LISTED ENTRIES:
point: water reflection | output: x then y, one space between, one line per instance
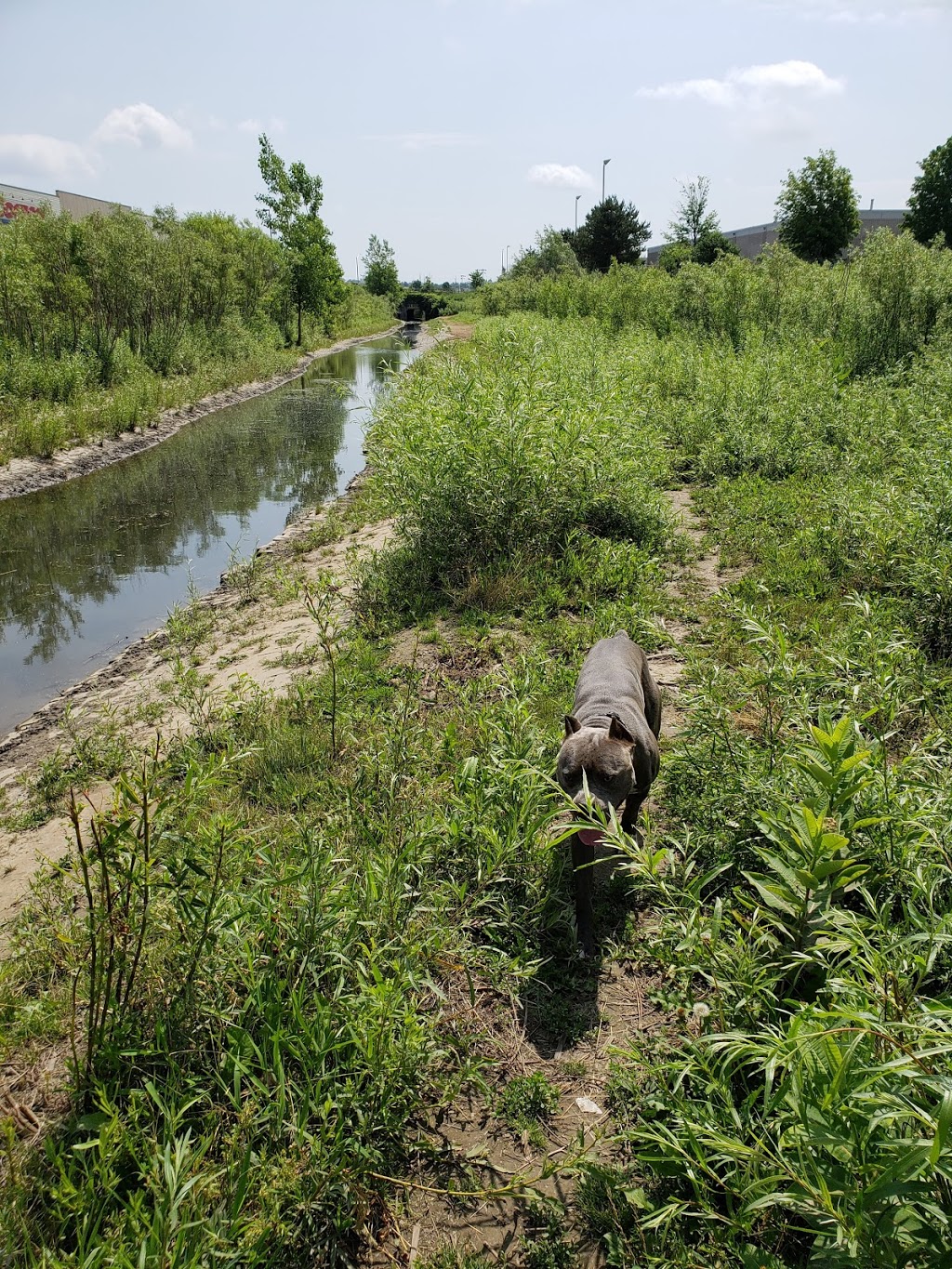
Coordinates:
87 565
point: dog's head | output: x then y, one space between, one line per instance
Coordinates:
601 758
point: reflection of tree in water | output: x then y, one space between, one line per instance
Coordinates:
70 543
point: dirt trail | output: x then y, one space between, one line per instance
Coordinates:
264 643
617 1000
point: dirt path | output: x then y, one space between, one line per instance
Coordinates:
28 475
615 998
261 645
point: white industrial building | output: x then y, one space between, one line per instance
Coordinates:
16 201
751 240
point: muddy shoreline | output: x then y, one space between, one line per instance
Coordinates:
38 734
28 475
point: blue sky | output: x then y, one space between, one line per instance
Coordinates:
455 128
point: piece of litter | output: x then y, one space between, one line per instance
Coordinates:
414 1244
588 1106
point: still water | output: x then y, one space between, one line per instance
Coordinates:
90 565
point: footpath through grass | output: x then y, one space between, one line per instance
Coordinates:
273 959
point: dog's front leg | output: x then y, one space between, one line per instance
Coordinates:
583 859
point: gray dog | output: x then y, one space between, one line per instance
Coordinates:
612 737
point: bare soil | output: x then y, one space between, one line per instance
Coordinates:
28 475
500 1172
468 1144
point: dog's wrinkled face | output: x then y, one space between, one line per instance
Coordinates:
604 760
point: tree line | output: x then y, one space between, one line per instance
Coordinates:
97 296
816 212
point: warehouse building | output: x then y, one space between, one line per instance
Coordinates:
16 201
751 240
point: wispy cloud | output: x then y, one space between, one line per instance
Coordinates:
861 11
750 86
559 174
141 125
256 127
41 156
427 139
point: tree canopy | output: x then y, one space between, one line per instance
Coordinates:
612 231
549 256
817 209
291 211
695 233
931 202
381 275
694 219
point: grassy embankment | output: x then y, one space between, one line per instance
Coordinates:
104 324
296 925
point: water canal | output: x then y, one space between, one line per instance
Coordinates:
93 563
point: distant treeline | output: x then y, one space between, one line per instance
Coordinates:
874 309
97 315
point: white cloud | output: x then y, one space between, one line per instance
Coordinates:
34 153
142 125
428 139
751 86
559 174
256 127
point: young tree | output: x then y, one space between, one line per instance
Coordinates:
549 256
695 233
612 231
694 221
931 202
381 275
817 209
291 211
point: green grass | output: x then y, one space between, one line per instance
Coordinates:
274 945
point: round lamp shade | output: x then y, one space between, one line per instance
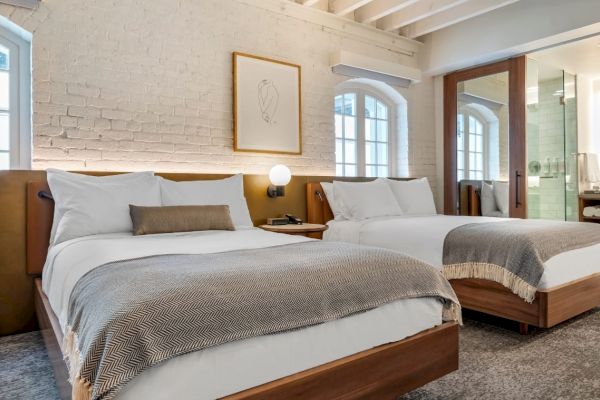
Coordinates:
280 175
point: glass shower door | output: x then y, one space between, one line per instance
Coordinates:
552 181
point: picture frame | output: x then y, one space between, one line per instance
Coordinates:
267 105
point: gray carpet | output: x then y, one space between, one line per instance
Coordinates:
495 363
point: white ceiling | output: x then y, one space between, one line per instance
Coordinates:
410 18
581 57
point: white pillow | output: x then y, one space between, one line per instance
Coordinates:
414 196
335 206
92 205
228 191
58 212
501 194
365 200
488 201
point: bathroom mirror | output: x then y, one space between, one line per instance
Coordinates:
482 144
484 140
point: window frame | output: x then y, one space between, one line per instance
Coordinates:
485 131
361 92
20 133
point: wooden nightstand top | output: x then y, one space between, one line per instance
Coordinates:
295 228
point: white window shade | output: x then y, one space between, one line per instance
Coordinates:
359 66
22 3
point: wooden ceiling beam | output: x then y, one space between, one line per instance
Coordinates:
416 12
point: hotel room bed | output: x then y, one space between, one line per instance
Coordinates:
234 366
369 354
569 285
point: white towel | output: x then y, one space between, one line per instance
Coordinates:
591 168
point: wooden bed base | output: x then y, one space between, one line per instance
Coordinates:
549 308
384 372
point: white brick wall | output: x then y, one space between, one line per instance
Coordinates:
134 85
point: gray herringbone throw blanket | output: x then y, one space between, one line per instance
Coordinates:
127 316
512 253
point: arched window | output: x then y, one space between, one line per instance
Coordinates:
477 143
15 98
366 131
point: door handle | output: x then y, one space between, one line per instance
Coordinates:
517 189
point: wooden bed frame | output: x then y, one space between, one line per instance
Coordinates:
550 307
383 372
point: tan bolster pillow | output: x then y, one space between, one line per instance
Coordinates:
147 220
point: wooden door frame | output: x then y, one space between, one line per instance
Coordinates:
517 131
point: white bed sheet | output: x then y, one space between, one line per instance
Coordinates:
423 237
235 366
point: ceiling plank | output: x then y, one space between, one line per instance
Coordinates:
341 7
309 3
416 12
454 15
380 8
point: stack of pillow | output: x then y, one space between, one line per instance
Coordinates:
379 198
90 205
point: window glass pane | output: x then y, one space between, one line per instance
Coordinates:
4 88
472 142
478 128
350 127
382 153
350 170
460 142
370 107
350 151
381 110
339 152
370 129
382 131
4 161
371 170
338 126
471 124
350 104
4 58
370 153
4 132
460 158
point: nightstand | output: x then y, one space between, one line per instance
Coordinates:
588 200
314 231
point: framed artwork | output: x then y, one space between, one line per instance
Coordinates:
267 105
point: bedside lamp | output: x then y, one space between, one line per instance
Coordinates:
279 176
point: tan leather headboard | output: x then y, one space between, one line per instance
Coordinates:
318 209
40 210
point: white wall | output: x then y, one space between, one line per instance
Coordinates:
134 85
518 28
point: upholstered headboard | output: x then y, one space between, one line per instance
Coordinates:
318 210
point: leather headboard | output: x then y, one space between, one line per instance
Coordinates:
40 212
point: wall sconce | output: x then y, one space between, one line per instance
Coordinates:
279 176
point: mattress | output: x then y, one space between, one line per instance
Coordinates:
423 237
235 366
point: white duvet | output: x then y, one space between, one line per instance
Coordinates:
423 237
235 366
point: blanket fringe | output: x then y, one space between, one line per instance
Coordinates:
494 273
81 388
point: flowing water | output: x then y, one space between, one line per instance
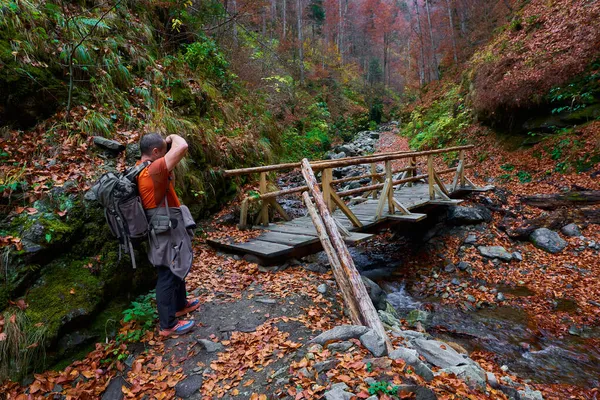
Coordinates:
507 332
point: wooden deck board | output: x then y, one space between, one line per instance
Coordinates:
286 239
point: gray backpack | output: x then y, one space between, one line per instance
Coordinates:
118 194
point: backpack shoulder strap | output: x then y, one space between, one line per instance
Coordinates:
136 170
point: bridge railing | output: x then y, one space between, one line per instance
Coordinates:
381 186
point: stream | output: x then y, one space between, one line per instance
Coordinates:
506 332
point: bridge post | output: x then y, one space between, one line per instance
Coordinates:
358 292
430 177
390 192
264 210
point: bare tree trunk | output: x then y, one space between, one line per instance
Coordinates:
452 32
284 18
420 33
300 41
433 56
234 12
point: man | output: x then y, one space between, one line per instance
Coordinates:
170 248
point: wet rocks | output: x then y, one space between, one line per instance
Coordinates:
495 252
438 353
459 215
374 343
547 240
571 230
189 386
340 333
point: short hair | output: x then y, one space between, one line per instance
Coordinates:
151 141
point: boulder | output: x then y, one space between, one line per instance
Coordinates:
495 252
340 333
374 343
339 347
438 353
459 215
210 346
189 386
411 357
547 240
338 392
376 294
471 373
571 230
108 144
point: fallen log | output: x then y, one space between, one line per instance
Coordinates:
569 199
367 313
555 220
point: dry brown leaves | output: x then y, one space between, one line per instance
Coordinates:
244 352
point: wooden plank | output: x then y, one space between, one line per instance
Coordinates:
412 217
289 239
293 229
264 210
356 238
445 202
355 293
256 247
344 208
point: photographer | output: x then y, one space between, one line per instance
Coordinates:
170 247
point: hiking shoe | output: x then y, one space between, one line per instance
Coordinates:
179 329
189 307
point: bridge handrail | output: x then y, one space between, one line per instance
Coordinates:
344 162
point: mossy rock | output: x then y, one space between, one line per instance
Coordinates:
66 294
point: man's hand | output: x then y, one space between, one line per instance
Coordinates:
177 152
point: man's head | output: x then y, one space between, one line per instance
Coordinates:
153 146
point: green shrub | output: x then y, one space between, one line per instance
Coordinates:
143 314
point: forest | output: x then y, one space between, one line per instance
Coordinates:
492 292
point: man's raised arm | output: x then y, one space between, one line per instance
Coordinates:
177 152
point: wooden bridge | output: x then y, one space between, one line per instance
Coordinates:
391 197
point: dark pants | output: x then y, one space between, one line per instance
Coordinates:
170 297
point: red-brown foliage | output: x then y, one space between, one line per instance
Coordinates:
546 46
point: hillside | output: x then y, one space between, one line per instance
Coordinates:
250 83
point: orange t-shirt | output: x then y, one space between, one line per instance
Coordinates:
153 182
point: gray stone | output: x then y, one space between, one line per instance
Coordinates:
423 393
438 353
322 288
339 347
492 380
108 144
210 346
339 333
388 319
409 335
495 252
463 265
326 365
547 240
338 392
471 239
471 373
571 230
417 316
113 391
529 394
459 215
189 386
374 343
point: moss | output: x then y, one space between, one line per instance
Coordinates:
66 292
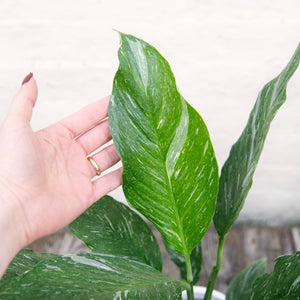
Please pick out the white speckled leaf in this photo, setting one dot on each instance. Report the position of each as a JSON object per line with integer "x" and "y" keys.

AIM: Find the line containing "point: wooden bridge" in the listing above. Please restate word for word that line through the last one, leaving out the pictures.

SOLUTION TO THIS PROBLEM:
point: wooden bridge | output: x then y, one space between, one line per instance
Coordinates:
391 197
point: dark pants | output: x then y, one space between, one line per instance
Coordinates:
170 297
point: red-brown foliage | output: x then y, one space between, one line per instance
Coordinates:
546 46
point: hillside | output: x then y, one space between, one line per instance
Coordinates:
250 83
point: orange t-shirt | output: x then y, one space between, one line per instance
Coordinates:
153 182
point: gray stone | output: x then y, one space between, one line per instance
Coordinates:
423 393
438 353
322 288
339 347
492 380
108 144
210 346
339 333
388 319
409 335
495 252
463 265
326 365
547 240
338 392
471 239
471 373
571 230
417 316
113 391
529 394
459 215
189 386
374 343
point: moss | output: x then y, one space between, one line per instance
Coordinates:
66 292
Please pick out the white speckled leaf in this photo, setting one dot on each instance. Report the position of each as a JSON object per line with integer "x" and "y" keys.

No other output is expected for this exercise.